Consignes
[A] Remplacez « prédicateur » par « religieux » dans le passage de l'article sur le procès de Fethullah Gülen qui débute par « Retiré depuis plus » et se poursuit jusqu'à « prison à vie. », puis reproduisez ce passage ainsi modifié.
[B] D'après l'article sur le procès de Fethullah Gülen, quelle peine le parquet d'Istanbul a-t-il réclamée contre l'imam ?
[C] Prolongez l'article sur le procès de Fethullah Gülen à partir de sa dernière phrase.
── Extrait du texte ──
Accueil Actu

Turquie: au début de son procès, la défense de l'imam Gülen dénonce un "lynchage" politique

Le procès de l'imam turc Fethullah Gülen, ancien allié devenu bête noire du président Recep Tayyip Erdogan, s'est ouvert mercredi à Istanbul en son absence mais sous les vives critiques de la défense qui a dénoncé un "lynchage" politique.

Retiré depuis plus de quinze ans aux Etats-Unis, M. Gülen, 74 ans, est poursuivi pour avoir tenté de renverser le gouvernement islamo-conservateur de M. Erdogan il y a deux ans en fabriquant de toutes pièces des allégations de corruption.

Au terme de son enquête, le parquet d'Istanbul a réclamé contre le prédicateur la plus lourde peine prévue par la loi turque, la prison à vie.

En l'absence de M. Gülen, l'ex-patron de la police d'Istanbul Yakup Saygili et son adjoint en charge des affaires criminelles Kazim Aksoy constituent les têtes d'affiche du banc des accusés, au milieu d'une soixantaine d'autres policiers.

Tous risquent des peines allant de 7 à 330 années de réclusion criminelle pour avoir piloté ou participé à l'enquête qui a visé en décembre 2013 plusieurs ministres et des proches de M. Erdogan, dont son propre fils Bilal.

Dès l'ouverture des débats, les avocats de la défense se sont appliqués à démonter à la barre les accusations portées contre leurs clients.

"C'est une honte que tous ces gens qui ne feraient pas de mal à une mouche soient présentés comme des terroristes !", s'est indigné Murat Erdogan au nom des deux anciens responsables policiers. "Il ne s'agit là que d'un lynchage judiciaire".

"Il n'existe aucune preuve concrète que mon client ait participé à une quelconque activité illégale", a renchéri son confrère Nurullah Albayrak.

Sur un mode ironique, le défenseur de Fethullah Gülen a abondamment cité le réquisitoire du procureur qui évoque le "réseau de tricherie" prétendument construit par son client au coeur de l'Etat turc et censé "mettre en péril notre République".
───
── Données fournies ──
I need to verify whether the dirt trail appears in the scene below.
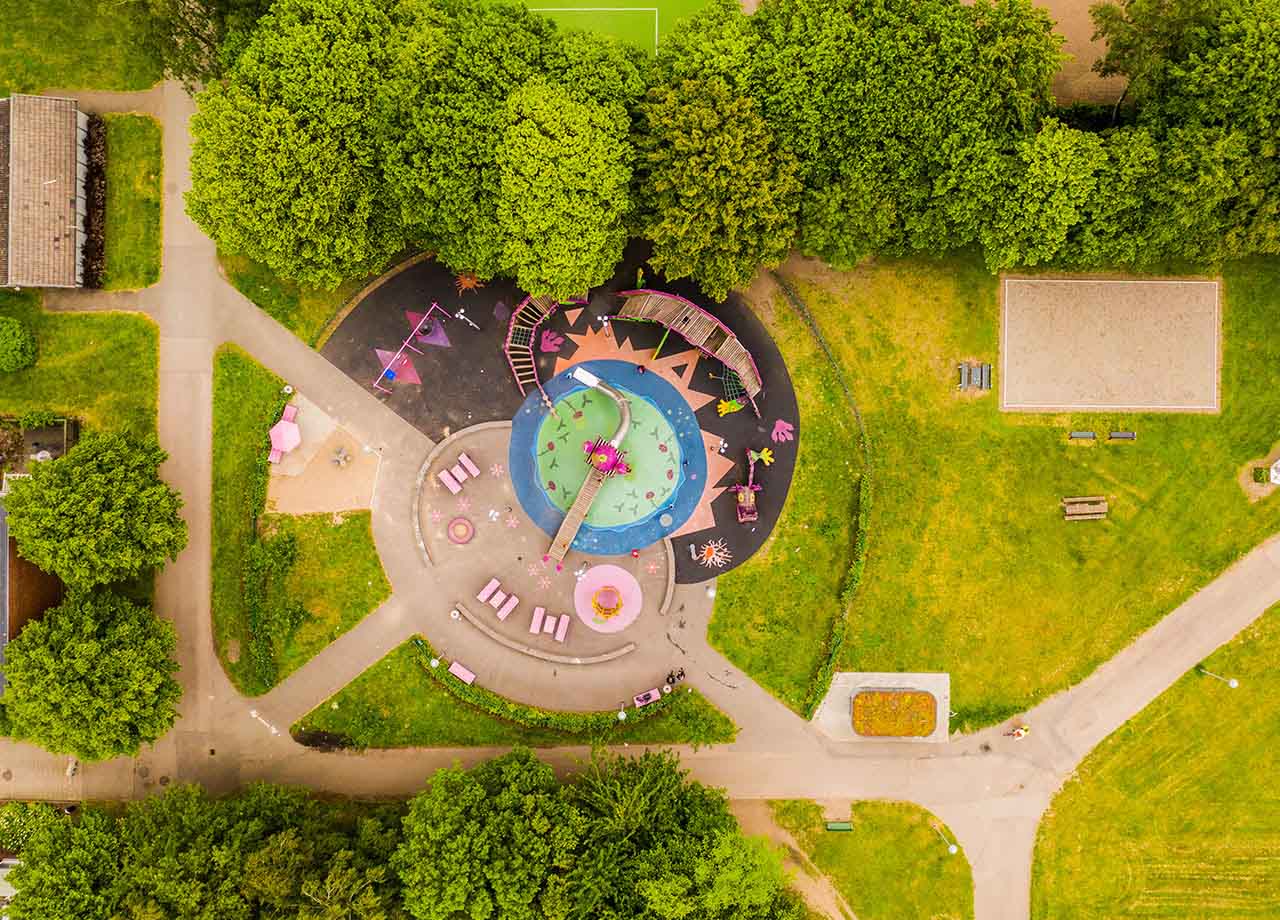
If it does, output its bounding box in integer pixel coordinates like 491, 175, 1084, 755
───
Réponses
[A]
Retiré depuis plus de quinze ans aux Etats-Unis, M. Gülen, 74 ans, est poursuivi pour avoir tenté de renverser le gouvernement islamo-conservateur de M. Erdogan il y a deux ans en fabriquant de toutes pièces des allégations de corruption.

Au terme de son enquête, le parquet d'Istanbul a réclamé contre le religieux la plus lourde peine prévue par la loi turque, la prison à vie.

[B] La prison à vie, soit la plus lourde peine prévue par la loi turque.

[C]
"Comme vous le voyez, cet acte d'accusation ressemble plus à un scénario de comédie, rempli de théories de la conspiration et de mythes, sans une once de preuve démontrant un quelconque crime", a conclu M. Albayrak.

- 'McCarthysme' -

Promoteur d'un islam modéré, M. Gülen dirige un vaste réseau d'écoles, d'ONG, d'entreprises et de médias sur lequel M. Erdogan s'est longtemps appuyé pour asseoir son autorité sur la Turquie après l'arrivée au pouvoir de son parti en 2002.

Mais celui qui était alors Premier ministre lui a déclaré publiquement la guerre à partir de décembre 2013, convaincu que son ex-allié avait piloté les enquêtes anticorruption ouvertes contre plusieurs de ses ministres et des membres de sa famille.

Ce scandale a provoqué le départ de quatre ministres et fait les délices des réseaux sociaux, qui ont reproduit les extraits de conversations téléphoniques très compromettantes pour M. Erdogan et son propre fils Bilal.

Sérieusement malmené, le Premier ministre de l'époque n'en a pas moins remporté les municipales de mars 2014 et, cinq mois plus tard, été élu à la tête de l'Etat.

Au prix de purges sans précédent, notamment dans la police et la justice, M. Erdogan a fait classer sans suite toutes les investigations qui le visaient. Et il a ordonné des représailles tous azimuts contre les partisans de l'imam et ses intérêts financiers.

Au total, 1.800 personnes soupçonnées d'appartenir à la nébuleuse güleniste ont été arrêtées depuis, selon les médias proches du pouvoir. Malgré ses demandes répétées, le chef de l'Etat n'a toutefois pas obtenu de Washington l'extradition de son ennemi.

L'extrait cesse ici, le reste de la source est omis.